WHAT THE TASK REQUIRES: Reproduce the records below; each should match the original exactly.

WORKING DATA:

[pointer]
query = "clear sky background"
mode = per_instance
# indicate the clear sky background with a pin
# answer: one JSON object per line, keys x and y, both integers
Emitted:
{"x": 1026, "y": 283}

RESPONSE:
[pointer]
query = "clear sky background"
mode = per_instance
# indicate the clear sky background with a pin
# answer: one JSON object per line, keys x and y, both integers
Emitted:
{"x": 1026, "y": 283}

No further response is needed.